» WHAT YOU NEED TO DO: Write out again every line from the one containing "soldier's arm, each" up to and including the final line of the records, requests included. Shift each x and y coordinate in the answers up by 76, and leave the numbers in the requests unchanged.

[Point annotation dataset records]
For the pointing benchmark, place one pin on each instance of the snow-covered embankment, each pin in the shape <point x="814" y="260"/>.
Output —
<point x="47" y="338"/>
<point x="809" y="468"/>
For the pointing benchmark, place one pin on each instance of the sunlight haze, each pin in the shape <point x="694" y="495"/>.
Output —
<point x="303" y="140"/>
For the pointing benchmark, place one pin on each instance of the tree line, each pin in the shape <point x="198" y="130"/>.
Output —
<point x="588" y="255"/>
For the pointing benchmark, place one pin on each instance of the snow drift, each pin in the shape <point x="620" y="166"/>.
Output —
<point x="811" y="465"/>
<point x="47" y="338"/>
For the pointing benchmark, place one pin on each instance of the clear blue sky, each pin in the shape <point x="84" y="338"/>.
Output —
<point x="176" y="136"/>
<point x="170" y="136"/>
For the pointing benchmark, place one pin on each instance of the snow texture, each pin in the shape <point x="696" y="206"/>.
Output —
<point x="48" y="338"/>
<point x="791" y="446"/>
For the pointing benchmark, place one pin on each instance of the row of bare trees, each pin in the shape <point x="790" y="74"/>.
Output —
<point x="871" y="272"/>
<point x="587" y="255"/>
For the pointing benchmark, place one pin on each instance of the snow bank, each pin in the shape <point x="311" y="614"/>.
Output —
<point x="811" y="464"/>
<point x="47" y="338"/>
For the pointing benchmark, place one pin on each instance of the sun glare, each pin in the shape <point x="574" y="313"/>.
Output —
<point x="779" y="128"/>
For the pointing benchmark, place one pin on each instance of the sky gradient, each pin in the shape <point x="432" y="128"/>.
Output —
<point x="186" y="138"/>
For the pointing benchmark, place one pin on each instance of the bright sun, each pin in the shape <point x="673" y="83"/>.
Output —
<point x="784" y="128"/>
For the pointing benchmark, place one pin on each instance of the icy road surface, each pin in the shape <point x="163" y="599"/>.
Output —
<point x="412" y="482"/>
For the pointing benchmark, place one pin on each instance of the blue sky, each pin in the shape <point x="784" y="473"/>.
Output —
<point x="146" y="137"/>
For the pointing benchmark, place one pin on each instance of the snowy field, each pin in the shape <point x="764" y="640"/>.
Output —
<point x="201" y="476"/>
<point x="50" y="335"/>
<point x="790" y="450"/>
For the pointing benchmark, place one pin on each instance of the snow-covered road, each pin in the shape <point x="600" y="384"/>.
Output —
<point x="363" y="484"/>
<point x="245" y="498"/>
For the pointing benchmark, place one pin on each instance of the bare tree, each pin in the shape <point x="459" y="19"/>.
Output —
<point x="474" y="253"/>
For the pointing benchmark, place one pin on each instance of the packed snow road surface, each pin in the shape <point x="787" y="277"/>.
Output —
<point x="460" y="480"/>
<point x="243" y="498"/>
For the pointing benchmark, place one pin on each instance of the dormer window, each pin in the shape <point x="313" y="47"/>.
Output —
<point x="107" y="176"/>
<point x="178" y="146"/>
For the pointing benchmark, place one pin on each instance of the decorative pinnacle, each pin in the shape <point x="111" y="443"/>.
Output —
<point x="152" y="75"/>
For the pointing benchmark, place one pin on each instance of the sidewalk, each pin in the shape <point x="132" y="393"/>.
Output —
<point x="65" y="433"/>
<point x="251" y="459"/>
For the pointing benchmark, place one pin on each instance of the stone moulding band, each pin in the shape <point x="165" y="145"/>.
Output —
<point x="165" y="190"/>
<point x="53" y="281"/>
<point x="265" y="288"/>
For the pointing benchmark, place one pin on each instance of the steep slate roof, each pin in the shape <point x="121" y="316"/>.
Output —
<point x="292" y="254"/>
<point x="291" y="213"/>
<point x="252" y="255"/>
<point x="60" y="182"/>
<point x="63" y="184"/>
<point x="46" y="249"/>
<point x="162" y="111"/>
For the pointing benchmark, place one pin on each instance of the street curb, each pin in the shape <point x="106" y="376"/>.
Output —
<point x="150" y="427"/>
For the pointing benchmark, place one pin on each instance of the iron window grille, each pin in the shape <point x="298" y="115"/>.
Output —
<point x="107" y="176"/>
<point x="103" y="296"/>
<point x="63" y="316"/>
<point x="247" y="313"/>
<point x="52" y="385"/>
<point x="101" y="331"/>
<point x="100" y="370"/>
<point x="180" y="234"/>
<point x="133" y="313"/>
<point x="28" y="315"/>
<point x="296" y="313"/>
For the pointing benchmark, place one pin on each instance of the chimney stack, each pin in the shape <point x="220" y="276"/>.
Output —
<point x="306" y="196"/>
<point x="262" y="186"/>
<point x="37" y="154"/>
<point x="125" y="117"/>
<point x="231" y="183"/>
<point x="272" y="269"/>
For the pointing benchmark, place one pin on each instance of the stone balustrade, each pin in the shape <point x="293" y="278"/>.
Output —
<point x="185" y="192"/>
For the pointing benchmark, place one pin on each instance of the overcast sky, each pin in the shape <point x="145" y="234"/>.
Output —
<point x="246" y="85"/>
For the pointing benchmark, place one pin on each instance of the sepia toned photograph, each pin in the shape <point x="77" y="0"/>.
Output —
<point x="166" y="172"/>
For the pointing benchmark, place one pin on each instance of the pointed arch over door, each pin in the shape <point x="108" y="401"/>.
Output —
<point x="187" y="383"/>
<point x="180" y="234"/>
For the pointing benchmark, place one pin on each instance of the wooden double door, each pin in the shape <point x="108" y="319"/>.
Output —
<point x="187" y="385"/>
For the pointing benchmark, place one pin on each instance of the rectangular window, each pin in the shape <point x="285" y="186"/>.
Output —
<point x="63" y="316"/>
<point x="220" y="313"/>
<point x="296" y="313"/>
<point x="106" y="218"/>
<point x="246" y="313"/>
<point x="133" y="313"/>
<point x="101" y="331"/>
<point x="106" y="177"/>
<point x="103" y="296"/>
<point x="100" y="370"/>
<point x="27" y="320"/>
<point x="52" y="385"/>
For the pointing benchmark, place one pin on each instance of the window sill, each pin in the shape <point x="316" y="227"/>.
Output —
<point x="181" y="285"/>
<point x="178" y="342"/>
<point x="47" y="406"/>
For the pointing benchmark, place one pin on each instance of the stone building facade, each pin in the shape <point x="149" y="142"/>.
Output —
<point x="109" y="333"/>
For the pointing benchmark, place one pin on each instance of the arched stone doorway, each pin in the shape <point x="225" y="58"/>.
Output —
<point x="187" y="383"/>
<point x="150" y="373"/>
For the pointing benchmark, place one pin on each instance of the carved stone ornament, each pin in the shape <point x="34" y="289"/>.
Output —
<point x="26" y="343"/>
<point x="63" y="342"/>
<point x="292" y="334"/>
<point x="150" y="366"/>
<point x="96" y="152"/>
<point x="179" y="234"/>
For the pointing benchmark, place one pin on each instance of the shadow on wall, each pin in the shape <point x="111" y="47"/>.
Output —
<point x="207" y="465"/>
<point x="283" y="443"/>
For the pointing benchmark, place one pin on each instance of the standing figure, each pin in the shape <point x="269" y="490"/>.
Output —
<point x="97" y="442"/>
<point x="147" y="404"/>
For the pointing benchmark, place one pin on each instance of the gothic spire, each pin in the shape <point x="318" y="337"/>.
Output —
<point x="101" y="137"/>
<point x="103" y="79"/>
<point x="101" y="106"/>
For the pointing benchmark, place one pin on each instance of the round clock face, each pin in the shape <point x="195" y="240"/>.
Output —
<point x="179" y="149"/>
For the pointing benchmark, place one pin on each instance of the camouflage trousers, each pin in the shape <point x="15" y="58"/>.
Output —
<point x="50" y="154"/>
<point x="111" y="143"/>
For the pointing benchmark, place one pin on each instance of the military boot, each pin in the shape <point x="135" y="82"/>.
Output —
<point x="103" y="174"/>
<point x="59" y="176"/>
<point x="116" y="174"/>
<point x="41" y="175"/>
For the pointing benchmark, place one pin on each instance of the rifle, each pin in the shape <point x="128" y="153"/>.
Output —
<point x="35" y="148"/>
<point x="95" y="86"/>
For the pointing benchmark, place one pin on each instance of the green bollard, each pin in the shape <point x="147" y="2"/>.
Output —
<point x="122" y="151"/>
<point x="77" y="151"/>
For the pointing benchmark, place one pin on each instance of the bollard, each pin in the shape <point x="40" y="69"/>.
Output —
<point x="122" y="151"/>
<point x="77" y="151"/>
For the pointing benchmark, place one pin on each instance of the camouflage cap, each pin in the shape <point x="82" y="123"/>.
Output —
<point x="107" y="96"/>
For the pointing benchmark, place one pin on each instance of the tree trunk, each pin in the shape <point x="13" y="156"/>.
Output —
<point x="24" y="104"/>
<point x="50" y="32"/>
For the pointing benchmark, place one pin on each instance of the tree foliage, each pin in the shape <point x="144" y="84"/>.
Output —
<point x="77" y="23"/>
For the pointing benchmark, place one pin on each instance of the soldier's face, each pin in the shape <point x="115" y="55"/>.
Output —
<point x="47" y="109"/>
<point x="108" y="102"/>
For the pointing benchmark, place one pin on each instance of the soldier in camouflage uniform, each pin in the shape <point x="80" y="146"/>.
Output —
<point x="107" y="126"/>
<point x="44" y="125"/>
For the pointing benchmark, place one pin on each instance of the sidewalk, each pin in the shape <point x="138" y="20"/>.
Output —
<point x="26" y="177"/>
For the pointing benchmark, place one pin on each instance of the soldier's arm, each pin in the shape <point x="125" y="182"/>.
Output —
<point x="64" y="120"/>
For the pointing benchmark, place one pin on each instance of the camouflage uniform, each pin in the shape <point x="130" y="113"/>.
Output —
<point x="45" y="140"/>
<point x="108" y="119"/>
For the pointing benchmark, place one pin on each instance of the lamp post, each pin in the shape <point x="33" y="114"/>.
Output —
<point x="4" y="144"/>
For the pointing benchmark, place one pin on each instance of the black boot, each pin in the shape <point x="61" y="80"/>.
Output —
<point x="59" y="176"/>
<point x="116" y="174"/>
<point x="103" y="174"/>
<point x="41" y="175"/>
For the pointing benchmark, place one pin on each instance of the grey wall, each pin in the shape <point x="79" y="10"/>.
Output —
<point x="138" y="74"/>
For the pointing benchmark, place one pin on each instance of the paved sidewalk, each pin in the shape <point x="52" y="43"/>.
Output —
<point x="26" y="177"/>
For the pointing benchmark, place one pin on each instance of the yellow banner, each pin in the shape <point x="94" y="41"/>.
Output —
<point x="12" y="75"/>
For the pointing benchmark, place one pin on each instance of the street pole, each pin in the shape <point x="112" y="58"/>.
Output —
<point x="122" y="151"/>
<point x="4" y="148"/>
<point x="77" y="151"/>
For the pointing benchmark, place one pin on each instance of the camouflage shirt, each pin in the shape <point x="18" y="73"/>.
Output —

» EXERCISE OUTPUT:
For the pointing benchmark, place one pin on each instance of the soldier's arm, each pin in the shape <point x="125" y="182"/>.
Output —
<point x="140" y="196"/>
For the pointing benchmark, place one pin on each instance of the camouflage uniform, each pin in the shape <point x="130" y="113"/>.
Output —
<point x="121" y="216"/>
<point x="184" y="195"/>
For the pointing benchmark, place one pin on each instance of the lamp post, each pin in the shape <point x="33" y="114"/>.
Output —
<point x="80" y="220"/>
For the pointing benchmark, place one pin on each instance of the black boot, each pin in the shape <point x="61" y="80"/>.
Output —
<point x="135" y="252"/>
<point x="192" y="250"/>
<point x="179" y="250"/>
<point x="117" y="251"/>
For the pointing benchmark, place one pin on each instance of the grey wall, each pin in the shape <point x="79" y="10"/>.
Output —
<point x="214" y="150"/>
For the pointing benchmark, place one pin on each instance of the paved sidewalk, each pin in the shape <point x="52" y="43"/>.
Output —
<point x="102" y="253"/>
For the pointing benchmark, place one pin on each instance of the yellow banner, each pin in the shape <point x="94" y="41"/>.
Output —
<point x="88" y="151"/>
For the pointing benchmark, place one pin on each instance of the street pole, each pin in the shape <point x="112" y="58"/>.
Output —
<point x="198" y="227"/>
<point x="80" y="224"/>
<point x="153" y="227"/>
For the pointing benchmark, place one pin on each instance of the camouflage shirt, each pin in the shape <point x="18" y="73"/>.
Output —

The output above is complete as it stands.